— Reading text —
(begin)
Céline Buckens (born 9 August 1996) is a Belgian and British actress. After appearing in the film War Horse (2011), she went on to play Mia MacDonald in the Netflix series Free Rein (2017–2019) and Sophie Mercer in the Cinemax series Warrior (2020). For her performance in the BBC drama Showtrial (2021), she was nominated for a British Academy Television Award. She also starred in the Paramount+ drama The Ex-Wife (2022).

Early life
Buckens was born on 9 August 1996 in Brussels and moved to the England at a young age, where she grew up in Kensington, London. She attended Thomas's London Day School and St Mary's, Ascot. She then studied History at the London School of Economics and Political Science; she appeared in Free Rein while completing her course. Buckens was also a debutante at the Bal des débutantes in Paris.

Career
Buckens' acting career began when she portrayed Émilie in Steven Spielberg's 2011 film War Horse, a role she won after two auditions. The character is a young French girl who lives on a farm with her grandfather after she lost her parents in the war. In 2015, Buckens starred in a short film titled The Rain Collector, as Vanessa Kentworth.
(end)
— Provided information —
(begin)
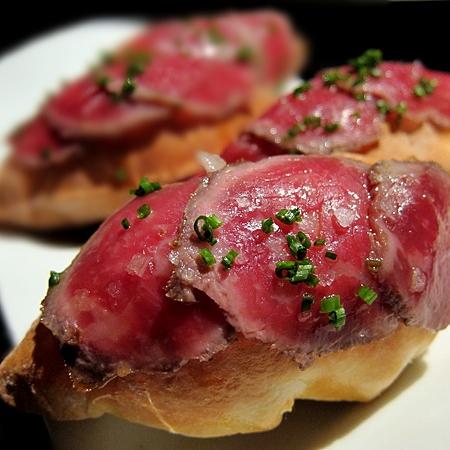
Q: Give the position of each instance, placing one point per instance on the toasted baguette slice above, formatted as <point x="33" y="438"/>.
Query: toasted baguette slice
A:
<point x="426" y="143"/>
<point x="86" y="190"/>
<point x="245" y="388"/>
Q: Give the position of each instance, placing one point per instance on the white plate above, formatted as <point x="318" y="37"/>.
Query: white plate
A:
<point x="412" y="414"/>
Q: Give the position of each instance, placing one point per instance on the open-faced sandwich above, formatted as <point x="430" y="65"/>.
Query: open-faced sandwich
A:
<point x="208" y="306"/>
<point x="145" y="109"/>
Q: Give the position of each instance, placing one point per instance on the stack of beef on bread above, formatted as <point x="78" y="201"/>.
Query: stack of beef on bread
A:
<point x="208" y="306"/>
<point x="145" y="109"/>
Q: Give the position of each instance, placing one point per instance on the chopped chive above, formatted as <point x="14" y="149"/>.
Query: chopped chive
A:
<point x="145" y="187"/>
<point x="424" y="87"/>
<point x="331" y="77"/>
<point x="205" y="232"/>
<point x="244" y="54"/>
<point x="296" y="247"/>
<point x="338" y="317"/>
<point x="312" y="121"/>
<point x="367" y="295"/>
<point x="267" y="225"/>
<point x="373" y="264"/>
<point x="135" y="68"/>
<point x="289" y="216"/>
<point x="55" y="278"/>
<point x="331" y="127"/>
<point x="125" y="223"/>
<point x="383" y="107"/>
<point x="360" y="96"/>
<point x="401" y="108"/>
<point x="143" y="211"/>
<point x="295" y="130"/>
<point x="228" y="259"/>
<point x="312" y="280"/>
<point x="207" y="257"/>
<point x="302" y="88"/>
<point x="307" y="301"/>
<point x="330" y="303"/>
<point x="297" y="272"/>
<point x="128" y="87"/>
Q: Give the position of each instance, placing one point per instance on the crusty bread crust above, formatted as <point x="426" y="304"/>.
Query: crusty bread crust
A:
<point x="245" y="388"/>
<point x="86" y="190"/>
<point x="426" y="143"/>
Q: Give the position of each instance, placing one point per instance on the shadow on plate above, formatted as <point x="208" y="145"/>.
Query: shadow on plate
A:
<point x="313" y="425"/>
(end)
(begin)
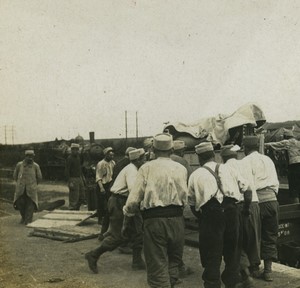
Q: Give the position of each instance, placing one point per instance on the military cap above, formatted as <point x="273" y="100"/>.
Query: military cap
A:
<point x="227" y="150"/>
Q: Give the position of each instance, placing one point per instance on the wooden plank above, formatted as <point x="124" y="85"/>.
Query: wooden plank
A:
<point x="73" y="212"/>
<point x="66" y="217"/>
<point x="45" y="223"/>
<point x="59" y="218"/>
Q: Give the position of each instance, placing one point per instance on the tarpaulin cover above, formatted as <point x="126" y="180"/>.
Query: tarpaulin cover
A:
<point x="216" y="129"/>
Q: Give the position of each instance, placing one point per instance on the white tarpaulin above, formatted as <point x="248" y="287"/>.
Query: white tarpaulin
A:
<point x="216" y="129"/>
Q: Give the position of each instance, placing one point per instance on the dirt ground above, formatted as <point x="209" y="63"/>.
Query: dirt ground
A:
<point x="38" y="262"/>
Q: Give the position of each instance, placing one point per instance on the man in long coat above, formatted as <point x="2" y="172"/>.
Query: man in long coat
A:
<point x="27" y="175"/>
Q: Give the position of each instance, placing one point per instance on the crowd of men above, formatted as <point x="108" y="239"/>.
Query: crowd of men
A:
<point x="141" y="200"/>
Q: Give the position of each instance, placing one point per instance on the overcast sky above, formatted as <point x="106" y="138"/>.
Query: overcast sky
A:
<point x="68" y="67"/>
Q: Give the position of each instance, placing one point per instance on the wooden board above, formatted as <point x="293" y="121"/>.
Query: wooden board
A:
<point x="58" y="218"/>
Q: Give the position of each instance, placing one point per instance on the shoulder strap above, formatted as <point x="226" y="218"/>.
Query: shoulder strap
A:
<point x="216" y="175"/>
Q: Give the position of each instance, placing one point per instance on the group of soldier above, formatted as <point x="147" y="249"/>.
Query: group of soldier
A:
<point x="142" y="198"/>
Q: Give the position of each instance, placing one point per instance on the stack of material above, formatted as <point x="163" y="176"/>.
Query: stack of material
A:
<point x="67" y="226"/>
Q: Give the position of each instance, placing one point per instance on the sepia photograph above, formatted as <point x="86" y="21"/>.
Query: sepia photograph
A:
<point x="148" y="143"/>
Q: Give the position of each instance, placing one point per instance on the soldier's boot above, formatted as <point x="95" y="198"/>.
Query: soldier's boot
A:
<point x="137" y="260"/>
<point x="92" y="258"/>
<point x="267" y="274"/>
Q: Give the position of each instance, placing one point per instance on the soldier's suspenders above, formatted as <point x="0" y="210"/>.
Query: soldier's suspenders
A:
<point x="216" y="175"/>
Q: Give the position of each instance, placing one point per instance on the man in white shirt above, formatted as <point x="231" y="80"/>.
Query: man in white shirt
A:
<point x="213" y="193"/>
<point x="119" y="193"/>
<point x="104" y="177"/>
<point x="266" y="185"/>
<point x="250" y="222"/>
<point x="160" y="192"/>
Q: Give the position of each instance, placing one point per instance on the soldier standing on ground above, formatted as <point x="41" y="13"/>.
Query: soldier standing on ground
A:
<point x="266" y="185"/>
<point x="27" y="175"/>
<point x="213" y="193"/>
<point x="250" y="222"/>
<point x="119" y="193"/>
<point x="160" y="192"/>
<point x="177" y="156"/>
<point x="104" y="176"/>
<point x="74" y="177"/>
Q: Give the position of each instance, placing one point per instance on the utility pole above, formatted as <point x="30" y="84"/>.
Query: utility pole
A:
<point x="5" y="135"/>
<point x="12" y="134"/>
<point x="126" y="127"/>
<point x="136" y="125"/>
(end)
— Problems to work on —
1) Reproduce word for word the passage of the Céline Buckens biography that begins with the words containing "Céline Buckens (born" and ends with "débutantes in Paris.".
2) Please write the next part of the Céline Buckens biography, picking up after its last sentence.

— Results —
1)
Céline Buckens (born 9 August 1996) is a Belgian and British actress. After appearing in the film War Horse (2011), she went on to play Mia MacDonald in the Netflix series Free Rein (2017–2019) and Sophie Mercer in the Cinemax series Warrior (2020). For her performance in the BBC drama Showtrial (2021), she was nominated for a British Academy Television Award. She also starred in the Paramount+ drama The Ex-Wife (2022).

Early life
Buckens was born on 9 August 1996 in Brussels and moved to the England at a young age, where she grew up in Kensington, London. She attended Thomas's London Day School and St Mary's, Ascot. She then studied History at the London School of Economics and Political Science; she appeared in Free Rein while completing her course. Buckens was also a debutante at the Bal des débutantes in Paris.

2)
From 2017 to 2019, Buckens starred in the Netflix drama series Free Rein as Mia MacDonald. She also appeared in an episode of the ITV drama Endeavour in 2017, as Daisy Bennett. In 2018, she starred in Ne M'oublie Pas (English: Forget Me Not), a French short film, as the lead character Elsa. In November 2019, she appeared in the drama thriller film The Good Liar as Annalise. In May 2019, it was announced that Buckens had joined the main cast of the Cinemax action series Warrior. She portrays the role of Sophie Mercer from the second series onwards. In 2021, she portrayed Talitha Campbell in the BBC legal drama Showtrial. For her portrayal of the role, she was nominated for the British Academy Television Award for Best Supporting Actress. Buckens also made her directorial debut in 2021 after directing the short film Prangover, for which she was awarded Best Director at the 2021 North East International Film Festival.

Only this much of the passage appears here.